— BEGIN TEXT —

Skip to main content

ch06_4

6.4 IPv4 Multicast Rx Path

In the previous section, we sorted out the IGMP protocol and the mechanism for a host joining a multicast group, and we also saw that historical "maximum 20 groups" limitation.

Now, we need to shift our perspective from "host" to "router."

When a multicast packet arrives at the network interface, if this machine is not just a host but a configured multicast router (with CONFIG_IP_MROUTE enabled and running pimd or mrouted), its journey will be completely different from that of a regular host.

In this section, we dive deep into the IPv4 Multicast Rx Path. We won't just skim the surface; we'll trace every function call to see exactly how the kernel hands the packet off to the correct queue step by step.


Entry Point: The First Turn in Route Lookup

Remember in Chapter 4, "Receiving IPv4 Multicast Packets," we briefly mentioned that multicast packets are handled by ip_route_input_mc(). At that time, we only cared about "how to find the routing table entry."

Now we need to add a bit of detail: when the kernel has multicast routing enabled, this function makes a crucial tweak.

— END TEXT —

INSTRUCTION A:
Answer these questions using the multicast section:
(i) What historical limitation does it say was seen in the previous section?
(ii) Which kernel option must be enabled for a machine to act as a configured multicast router?
(iii) Which function does it say handles multicast packets in Chapter 4?
INSTRUCTION B:
Return the part of the multicast section starting with "Skip to main" and going on through "step by step.", copied word for word.
The data comes from a different source than the multicast section.

— BEGIN DATA BLOCK —

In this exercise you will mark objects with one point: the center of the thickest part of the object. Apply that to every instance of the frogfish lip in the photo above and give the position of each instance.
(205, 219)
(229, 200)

— END DATA BLOCK —

FINAL RESULT A:
(i) The "maximum 20 groups" limitation.
(ii) CONFIG_IP_MROUTE.
(iii) ip_route_input_mc().

FINAL RESULT B:
Skip to main content

ch06_4

6.4 IPv4 Multicast Rx Path

In the previous section, we sorted out the IGMP protocol and the mechanism for a host joining a multicast group, and we also saw that historical "maximum 20 groups" limitation.

Now, we need to shift our perspective from "host" to "router."

When a multicast packet arrives at the network interface, if this machine is not just a host but a configured multicast router (with CONFIG_IP_MROUTE enabled and running pimd or mrouted), its journey will be completely different from that of a regular host.

In this section, we dive deep into the IPv4 Multicast Rx Path. We won't just skim the surface; we'll trace every function call to see exactly how the kernel hands the packet off to the correct queue step by step.